__EXERCISE__:
In the composing-models tutorial below, what scientific type does the age column have before it is coerced?

__DOCUMENT__:
________________________
Composing models

To ensure code in this tutorial runs as shown, download the tutorial project folder and follow these instructions.

If you have questions or suggestions about this tutorial, please open an issue here.

Generating dummy data

Let's start by generating some dummy data with both numerical values and categorical values:

using MLJ
using PrettyPrinting

KNNRegressor = @load KNNRegressor
# input
X = (age    = [23, 45, 34, 25, 67],
     gender = categorical(['m', 'm', 'f', 'm', 'f']))
# target
height = [178, 194, 165, 173, 168];
import NearestNeighborModels ✔

Note that the scientific type of age is Count here:

scitype(X.age)
AbstractVector{Count} (alias for AbstractArray{ScientificTypesBase.Count, 1})

We will want to coerce that to Continuous so that it can be given to a regressor that expects such values.

Declaring a pipeline

A typical workflow for such data is to one-hot-encode the categorical data and then apply some regression model on the data. Let's say that we want to apply the following steps:

  1. One hot encode the categorical features in X

  2. Standardize the target variable (:height)

  3. Train a KNN regression model on the one hot encoded data and the Standardized target.

The Pipeline constructor helps you define such a simple (non-branching) pipeline of steps to be applied in order:

pipe = Pipeline(
    coercer = X -> coerce(X, :age=>Continuous),
    one_hot_encoder = OneHotEncoder(),
    transformed_target_model = TransformedTargetModel(
        model = KNNRegressor(K=3);
        target=UnivariateStandardizer()
    )
)
DeterministicPipeline(
    coercer = var"#1#2"(),
    one_hot_encoder = OneHotEncoder(
            features = Symbol[],
            drop_last = false,
            ordered_factor = true,
            ignore = false),
    transformed_target_model = TransformedTargetModelDeterministic(
            model = KNNRegressor,
            target = UnivariateStandardizer,
            inverse = nothing,
            cache = true),
    cache = true)

Note the coercion of the :age variable to Continuous since KNNRegressor expects Continuous input. Note also the TransformedTargetModel which allows one to learn a transformation (in this case Standardization) of the target variable to be passed to the KNNRegressor.

Hyperparameters of this pipeline can be accessed (and set) using dot syntax:

pipe.transformed_target_model.model.K = 2
pipe.one_hot_encoder.drop_last = true;

Evaluation for a pipe can be done with the evaluate! method; implicitly it will construct machines that will contain the fitted parameters etc:

evaluate(
    pipe,
    X,
    height,
    resampling=Holdout(),
    measure=rms
) |> pprint
PerformanceEvaluation(11.5,)
________________________
__RAW RECORDS__:
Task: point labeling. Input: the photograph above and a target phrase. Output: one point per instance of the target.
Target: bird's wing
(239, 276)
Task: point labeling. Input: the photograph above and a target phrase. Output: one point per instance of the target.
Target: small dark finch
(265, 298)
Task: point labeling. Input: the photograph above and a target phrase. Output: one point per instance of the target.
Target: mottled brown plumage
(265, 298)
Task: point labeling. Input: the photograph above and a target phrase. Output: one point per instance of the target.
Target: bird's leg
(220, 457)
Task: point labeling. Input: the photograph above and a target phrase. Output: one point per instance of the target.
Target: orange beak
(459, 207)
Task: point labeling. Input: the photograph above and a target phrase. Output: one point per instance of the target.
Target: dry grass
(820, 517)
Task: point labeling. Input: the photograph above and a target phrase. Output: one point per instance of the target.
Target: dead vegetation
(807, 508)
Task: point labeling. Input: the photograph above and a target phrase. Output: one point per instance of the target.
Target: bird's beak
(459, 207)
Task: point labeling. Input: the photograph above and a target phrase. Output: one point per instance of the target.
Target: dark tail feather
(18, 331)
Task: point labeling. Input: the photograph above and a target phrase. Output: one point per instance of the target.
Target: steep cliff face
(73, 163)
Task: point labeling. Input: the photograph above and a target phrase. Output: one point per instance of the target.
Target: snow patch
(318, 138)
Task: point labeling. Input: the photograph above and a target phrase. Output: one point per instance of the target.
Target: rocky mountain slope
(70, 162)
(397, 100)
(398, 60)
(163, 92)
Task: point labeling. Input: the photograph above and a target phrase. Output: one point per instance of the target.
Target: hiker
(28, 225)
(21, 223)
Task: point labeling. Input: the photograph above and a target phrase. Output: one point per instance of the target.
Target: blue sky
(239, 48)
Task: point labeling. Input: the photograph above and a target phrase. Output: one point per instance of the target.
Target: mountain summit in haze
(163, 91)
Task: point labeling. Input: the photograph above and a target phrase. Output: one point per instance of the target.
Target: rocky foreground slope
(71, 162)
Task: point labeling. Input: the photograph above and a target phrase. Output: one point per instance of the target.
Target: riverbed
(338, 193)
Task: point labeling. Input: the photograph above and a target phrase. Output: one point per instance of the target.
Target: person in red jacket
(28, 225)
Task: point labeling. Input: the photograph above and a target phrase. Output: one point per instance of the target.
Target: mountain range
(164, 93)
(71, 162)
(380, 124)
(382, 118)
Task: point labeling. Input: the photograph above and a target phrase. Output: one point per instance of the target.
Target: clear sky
________________________
__RESULT BELOW__:
Count